Selected text.
You also ought to be wary of purple prose. When writing about sex it is very easy to over-egg things and tumble into unintended hilarity. If a sentence makes you giggle when read aloud it is probably best left out.

"What you want is a relationship between the characters and a strong plot," says Gormley. "The difference with erotica is that it focuses on the sex scenes. However, if you take the sex out, hopefully you would be left with a good story."

Fifty Shades of Grey didn't quite drop out of the clear blue sky. Erotica has long been a mega-seller. What EL James did was make the genre quasi-respectable.

Nowadays you can read it without feeling as if you are participating in something illicit and slightly unbecoming (then again, perhaps that was part of the original appeal).

"Some bought it out of curiosity," says Gormley. "There were others who thought 'wow I like that'. The focus on characters and relationships will always appeal to women. And good sex scenes will appeal to anyone."

Exercise instructions.
**1)** Duplicate the part of the passage on writing erotica that opens with the words containing "Fifty Shades of" and closes with "the original appeal).".
**2)** In the passage on writing erotica, why should a sentence that makes you giggle when read aloud probably be left out? Answer in one to three sentences.
**3)** Resume the passage on writing erotica after its final sentence and keep it going.

Given material.
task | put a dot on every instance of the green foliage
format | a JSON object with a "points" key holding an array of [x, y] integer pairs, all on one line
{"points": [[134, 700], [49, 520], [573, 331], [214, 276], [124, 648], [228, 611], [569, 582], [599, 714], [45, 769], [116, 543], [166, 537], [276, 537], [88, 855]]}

Responses by task.
**1)**
Fifty Shades of Grey didn't quite drop out of the clear blue sky. Erotica has long been a mega-seller. What EL James did was make the genre quasi-respectable.

Nowadays you can read it without feeling as if you are participating in something illicit and slightly unbecoming (then again, perhaps that was part of the original appeal).

**2)** When writing about sex, it is very easy to over-egg things and tumble into unintended hilarity. A sentence that makes you giggle has fallen into that kind of purple prose, so it is probably best left out.

**3)**
As she starts the second and third instalments of her Valentina trilogy, Harrison is optimistic the books will find an audience outside the stereotypical 'horny housewives' who, so runs the cliche, have been lapping up Fifty Shades.

"I suspect women are turned on by words and sound and men are more visually stimulated. That said, last week I did an erotic fiction workshop in London. I thought it was going to be all women. And it was all men.

"They really, really wanted to write erotica. Some were brilliant at it too. So I think this idea that only women are interested in erotica . . . that' s a bit of a myth, actually."